### Material
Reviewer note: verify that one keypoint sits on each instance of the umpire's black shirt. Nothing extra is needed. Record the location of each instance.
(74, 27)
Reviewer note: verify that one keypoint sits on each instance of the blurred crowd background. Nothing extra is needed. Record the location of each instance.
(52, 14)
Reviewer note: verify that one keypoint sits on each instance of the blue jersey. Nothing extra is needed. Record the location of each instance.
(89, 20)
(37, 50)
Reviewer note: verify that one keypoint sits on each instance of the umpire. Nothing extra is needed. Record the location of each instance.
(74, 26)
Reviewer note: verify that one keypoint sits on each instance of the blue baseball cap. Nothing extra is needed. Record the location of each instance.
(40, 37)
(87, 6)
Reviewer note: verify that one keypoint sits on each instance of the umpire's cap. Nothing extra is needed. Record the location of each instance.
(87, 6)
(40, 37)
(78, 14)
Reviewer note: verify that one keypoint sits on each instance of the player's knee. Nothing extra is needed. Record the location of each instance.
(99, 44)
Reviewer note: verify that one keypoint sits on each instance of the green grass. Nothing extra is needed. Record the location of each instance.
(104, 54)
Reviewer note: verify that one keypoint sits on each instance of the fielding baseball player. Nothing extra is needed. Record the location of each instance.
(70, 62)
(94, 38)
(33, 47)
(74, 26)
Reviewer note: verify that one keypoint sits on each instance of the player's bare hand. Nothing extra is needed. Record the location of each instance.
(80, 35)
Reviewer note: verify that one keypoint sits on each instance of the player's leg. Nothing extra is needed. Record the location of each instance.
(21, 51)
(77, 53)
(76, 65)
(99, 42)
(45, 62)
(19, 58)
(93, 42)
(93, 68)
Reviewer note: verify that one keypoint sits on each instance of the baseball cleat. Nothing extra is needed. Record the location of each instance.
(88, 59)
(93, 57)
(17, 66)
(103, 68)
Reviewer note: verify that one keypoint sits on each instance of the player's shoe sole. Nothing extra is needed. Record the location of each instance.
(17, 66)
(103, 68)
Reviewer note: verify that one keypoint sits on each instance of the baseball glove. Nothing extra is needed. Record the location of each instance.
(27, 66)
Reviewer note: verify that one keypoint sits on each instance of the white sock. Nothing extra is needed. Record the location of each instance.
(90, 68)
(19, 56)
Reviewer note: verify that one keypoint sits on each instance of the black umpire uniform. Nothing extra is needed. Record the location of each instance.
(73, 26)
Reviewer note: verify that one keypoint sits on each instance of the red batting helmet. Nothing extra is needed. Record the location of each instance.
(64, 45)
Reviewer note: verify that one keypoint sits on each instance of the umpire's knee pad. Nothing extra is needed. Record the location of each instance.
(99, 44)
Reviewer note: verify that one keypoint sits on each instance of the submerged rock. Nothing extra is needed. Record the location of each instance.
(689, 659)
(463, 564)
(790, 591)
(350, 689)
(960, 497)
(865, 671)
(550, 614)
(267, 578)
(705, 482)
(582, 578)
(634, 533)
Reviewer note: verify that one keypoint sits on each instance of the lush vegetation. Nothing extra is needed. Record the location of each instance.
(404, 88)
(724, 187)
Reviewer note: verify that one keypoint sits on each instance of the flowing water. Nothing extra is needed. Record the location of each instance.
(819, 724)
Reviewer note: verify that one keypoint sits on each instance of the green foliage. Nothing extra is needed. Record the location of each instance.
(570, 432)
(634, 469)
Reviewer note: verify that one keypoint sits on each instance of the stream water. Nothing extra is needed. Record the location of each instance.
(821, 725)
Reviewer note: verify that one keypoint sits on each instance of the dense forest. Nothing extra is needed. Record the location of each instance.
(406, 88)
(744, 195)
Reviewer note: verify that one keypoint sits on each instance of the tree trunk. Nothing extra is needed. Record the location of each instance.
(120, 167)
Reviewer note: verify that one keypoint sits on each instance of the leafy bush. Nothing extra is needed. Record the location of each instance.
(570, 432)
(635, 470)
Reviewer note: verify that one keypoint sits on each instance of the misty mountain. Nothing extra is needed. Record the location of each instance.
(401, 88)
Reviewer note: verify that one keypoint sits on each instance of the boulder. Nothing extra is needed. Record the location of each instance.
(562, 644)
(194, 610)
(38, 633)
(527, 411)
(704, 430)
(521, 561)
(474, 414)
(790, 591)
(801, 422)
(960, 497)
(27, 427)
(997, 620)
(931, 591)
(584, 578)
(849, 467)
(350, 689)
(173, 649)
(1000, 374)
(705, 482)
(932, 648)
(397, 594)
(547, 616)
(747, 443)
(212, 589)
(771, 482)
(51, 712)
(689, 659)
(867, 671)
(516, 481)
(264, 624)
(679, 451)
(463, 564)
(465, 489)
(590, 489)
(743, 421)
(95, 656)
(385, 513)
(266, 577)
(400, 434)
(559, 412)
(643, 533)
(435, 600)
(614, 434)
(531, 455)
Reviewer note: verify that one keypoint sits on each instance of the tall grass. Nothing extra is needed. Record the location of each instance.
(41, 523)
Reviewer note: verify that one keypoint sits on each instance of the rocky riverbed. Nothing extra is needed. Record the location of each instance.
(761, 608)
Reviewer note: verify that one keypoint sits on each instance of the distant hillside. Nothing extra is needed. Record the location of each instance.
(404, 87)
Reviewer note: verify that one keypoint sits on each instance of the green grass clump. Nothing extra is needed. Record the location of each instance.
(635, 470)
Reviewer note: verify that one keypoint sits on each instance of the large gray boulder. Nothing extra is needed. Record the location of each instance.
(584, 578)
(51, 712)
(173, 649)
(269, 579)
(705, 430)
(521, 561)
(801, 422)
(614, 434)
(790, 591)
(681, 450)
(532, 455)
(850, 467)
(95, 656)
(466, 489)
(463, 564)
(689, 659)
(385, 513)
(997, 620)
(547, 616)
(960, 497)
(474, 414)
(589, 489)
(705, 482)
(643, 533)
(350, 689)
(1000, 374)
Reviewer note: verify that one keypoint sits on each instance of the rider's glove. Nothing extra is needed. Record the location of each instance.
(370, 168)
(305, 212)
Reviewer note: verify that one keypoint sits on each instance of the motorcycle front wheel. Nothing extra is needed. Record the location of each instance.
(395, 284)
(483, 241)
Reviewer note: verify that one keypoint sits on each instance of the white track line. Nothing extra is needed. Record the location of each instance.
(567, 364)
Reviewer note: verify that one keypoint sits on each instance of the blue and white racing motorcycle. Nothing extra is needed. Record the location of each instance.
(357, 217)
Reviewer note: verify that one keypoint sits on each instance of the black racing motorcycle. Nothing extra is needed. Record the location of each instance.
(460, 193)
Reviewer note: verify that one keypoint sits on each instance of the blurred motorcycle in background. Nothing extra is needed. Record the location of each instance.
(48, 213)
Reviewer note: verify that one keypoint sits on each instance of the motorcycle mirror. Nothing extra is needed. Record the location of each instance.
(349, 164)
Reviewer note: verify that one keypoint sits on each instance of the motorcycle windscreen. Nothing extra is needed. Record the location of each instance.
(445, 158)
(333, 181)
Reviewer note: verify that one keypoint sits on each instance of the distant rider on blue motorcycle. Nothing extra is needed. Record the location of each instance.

### Exercise
Output the lines above as a JSON list of strings, one string per line, leaving out any blank lines.

### Solution below
[
  "Reviewer note: verify that one keypoint sits on each instance of the umpire's black shirt. Nothing extra is needed. Record the location of each instance.",
  "(74, 27)",
  "Reviewer note: verify that one keypoint sits on each instance of the blurred crowd background. Nothing extra is needed. Record the location of each instance.",
  "(52, 14)",
  "Reviewer note: verify that one keypoint sits on each instance of the blue jersey. Nothing extra is needed. Record the location of each instance.",
  "(89, 20)",
  "(37, 50)",
  "Reviewer note: verify that one keypoint sits on each instance of the umpire. Nothing extra is needed. Record the location of each instance.",
  "(74, 26)",
  "Reviewer note: verify that one keypoint sits on each instance of the blue baseball cap. Nothing extra is needed. Record the location of each instance.",
  "(40, 37)",
  "(87, 6)",
  "Reviewer note: verify that one keypoint sits on each instance of the umpire's cap. Nothing extra is needed. Record the location of each instance.",
  "(87, 6)",
  "(40, 37)",
  "(78, 14)",
  "Reviewer note: verify that one keypoint sits on each instance of the player's knee. Nothing extra is needed. Record the location of each instance.",
  "(99, 44)",
  "Reviewer note: verify that one keypoint sits on each instance of the green grass. Nothing extra is needed. Record the location of each instance.",
  "(104, 54)",
  "Reviewer note: verify that one keypoint sits on each instance of the fielding baseball player. Nothing extra is needed. Record the location of each instance.",
  "(70, 62)",
  "(94, 38)",
  "(33, 47)",
  "(74, 26)",
  "Reviewer note: verify that one keypoint sits on each instance of the player's bare hand. Nothing extra is needed. Record the location of each instance.",
  "(80, 35)",
  "Reviewer note: verify that one keypoint sits on each instance of the player's leg. Nothing extra is needed. Record the location of each instance.",
  "(21, 51)",
  "(77, 53)",
  "(76, 65)",
  "(99, 42)",
  "(45, 62)",
  "(19, 58)",
  "(93, 42)",
  "(93, 68)",
  "Reviewer note: verify that one keypoint sits on each instance of the baseball cleat. Nothing extra is needed. Record the location of each instance.",
  "(88, 59)",
  "(93, 57)",
  "(17, 66)",
  "(103, 68)",
  "Reviewer note: verify that one keypoint sits on each instance of the player's shoe sole. Nothing extra is needed. Record the location of each instance.",
  "(17, 66)",
  "(103, 68)",
  "Reviewer note: verify that one keypoint sits on each instance of the baseball glove. Nothing extra is needed. Record the location of each instance.",
  "(27, 66)",
  "Reviewer note: verify that one keypoint sits on each instance of the white sock. Nothing extra is needed. Record the location of each instance.",
  "(90, 68)",
  "(19, 56)",
  "Reviewer note: verify that one keypoint sits on each instance of the black umpire uniform. Nothing extra is needed. Record the location of each instance.",
  "(73, 26)",
  "Reviewer note: verify that one keypoint sits on each instance of the red batting helmet. Nothing extra is needed. Record the location of each instance.",
  "(64, 45)",
  "Reviewer note: verify that one keypoint sits on each instance of the umpire's knee pad. Nothing extra is needed. Record the location of each instance.",
  "(99, 44)",
  "Reviewer note: verify that one keypoint sits on each instance of the submerged rock. Nothing extra is needed. Record the location of each instance.",
  "(689, 659)",
  "(463, 564)",
  "(790, 591)",
  "(350, 689)",
  "(960, 497)",
  "(865, 671)",
  "(550, 614)",
  "(267, 578)",
  "(705, 482)",
  "(582, 578)",
  "(634, 533)",
  "Reviewer note: verify that one keypoint sits on each instance of the lush vegetation. Nothing extra is needed. Record the location of each instance.",
  "(404, 88)",
  "(724, 187)",
  "Reviewer note: verify that one keypoint sits on each instance of the flowing water. Nothing extra is needed. Record the location of each instance.",
  "(819, 724)",
  "Reviewer note: verify that one keypoint sits on each instance of the green foliage. Nothing extra is needed. Record the location of each instance.",
  "(570, 432)",
  "(634, 469)",
  "Reviewer note: verify that one keypoint sits on each instance of the stream water. Nothing extra is needed. Record the location of each instance.",
  "(821, 725)",
  "Reviewer note: verify that one keypoint sits on each instance of the dense forest. Nothing extra is needed. Record the location of each instance.",
  "(406, 88)",
  "(744, 195)",
  "Reviewer note: verify that one keypoint sits on each instance of the tree trunk. Nothing extra is needed. Record the location of each instance.",
  "(120, 167)",
  "Reviewer note: verify that one keypoint sits on each instance of the leafy bush. Nothing extra is needed. Record the location of each instance.",
  "(570, 432)",
  "(635, 470)",
  "Reviewer note: verify that one keypoint sits on each instance of the misty mountain. Nothing extra is needed. Record the location of each instance.",
  "(401, 88)",
  "Reviewer note: verify that one keypoint sits on each instance of the boulder. Nothing extra is needed. Record the location of each instance.",
  "(562, 644)",
  "(194, 610)",
  "(38, 633)",
  "(527, 411)",
  "(704, 430)",
  "(521, 561)",
  "(474, 414)",
  "(790, 591)",
  "(801, 422)",
  "(960, 497)",
  "(27, 427)",
  "(997, 620)",
  "(931, 591)",
  "(584, 578)",
  "(849, 467)",
  "(350, 689)",
  "(173, 649)",
  "(1000, 374)",
  "(705, 482)",
  "(932, 648)",
  "(397, 594)",
  "(547, 616)",
  "(747, 443)",
  "(212, 589)",
  "(771, 482)",
  "(51, 712)",
  "(689, 659)",
  "(867, 671)",
  "(516, 481)",
  "(264, 624)",
  "(679, 451)",
  "(463, 564)",
  "(465, 489)",
  "(590, 489)",
  "(743, 421)",
  "(95, 656)",
  "(385, 513)",
  "(266, 577)",
  "(400, 434)",
  "(559, 412)",
  "(643, 533)",
  "(435, 600)",
  "(614, 434)",
  "(531, 455)",
  "Reviewer note: verify that one keypoint sits on each instance of the tall grass. Nothing extra is needed. Record the location of each instance.",
  "(41, 523)",
  "Reviewer note: verify that one keypoint sits on each instance of the rocky riverbed. Nothing extra is needed. Record the location of each instance.",
  "(761, 608)",
  "Reviewer note: verify that one keypoint sits on each instance of the distant hillside. Nothing extra is needed. Record the location of each instance.",
  "(404, 87)",
  "Reviewer note: verify that one keypoint sits on each instance of the green grass clump. Nothing extra is needed. Record the location of each instance.",
  "(635, 470)",
  "Reviewer note: verify that one keypoint sits on each instance of the large gray boulder. Nothing extra is needed. Record the location of each instance.",
  "(584, 578)",
  "(51, 712)",
  "(173, 649)",
  "(269, 579)",
  "(705, 430)",
  "(521, 561)",
  "(801, 422)",
  "(614, 434)",
  "(790, 591)",
  "(681, 450)",
  "(532, 455)",
  "(850, 467)",
  "(95, 656)",
  "(466, 489)",
  "(463, 564)",
  "(689, 659)",
  "(385, 513)",
  "(997, 620)",
  "(547, 616)",
  "(960, 497)",
  "(474, 414)",
  "(589, 489)",
  "(705, 482)",
  "(643, 533)",
  "(350, 689)",
  "(1000, 374)",
  "Reviewer note: verify that one keypoint sits on each instance of the rider's glove. Nothing extra is needed. Record the location of each instance.",
  "(370, 168)",
  "(305, 212)",
  "Reviewer note: verify that one keypoint sits on each instance of the motorcycle front wheel. Nothing extra is needed. Record the location of each instance.",
  "(395, 284)",
  "(483, 241)",
  "Reviewer note: verify that one keypoint sits on each instance of the white track line. Nothing extra is needed. Record the location of each instance.",
  "(567, 364)",
  "Reviewer note: verify that one keypoint sits on each instance of the blue and white racing motorcycle. Nothing extra is needed. Record the location of each instance.",
  "(357, 217)",
  "Reviewer note: verify that one keypoint sits on each instance of the black racing motorcycle. Nothing extra is needed. Record the location of each instance.",
  "(460, 193)",
  "Reviewer note: verify that one keypoint sits on each instance of the blurred motorcycle in background. Nothing extra is needed. Record the location of each instance.",
  "(48, 213)",
  "Reviewer note: verify that one keypoint sits on each instance of the motorcycle mirror. Nothing extra is needed. Record the location of each instance.",
  "(349, 164)",
  "Reviewer note: verify that one keypoint sits on each instance of the motorcycle windscreen. Nothing extra is needed. Record the location of each instance.",
  "(445, 158)",
  "(333, 181)",
  "Reviewer note: verify that one keypoint sits on each instance of the distant rider on blue motorcycle. Nothing extra is needed. Record the location of each instance."
]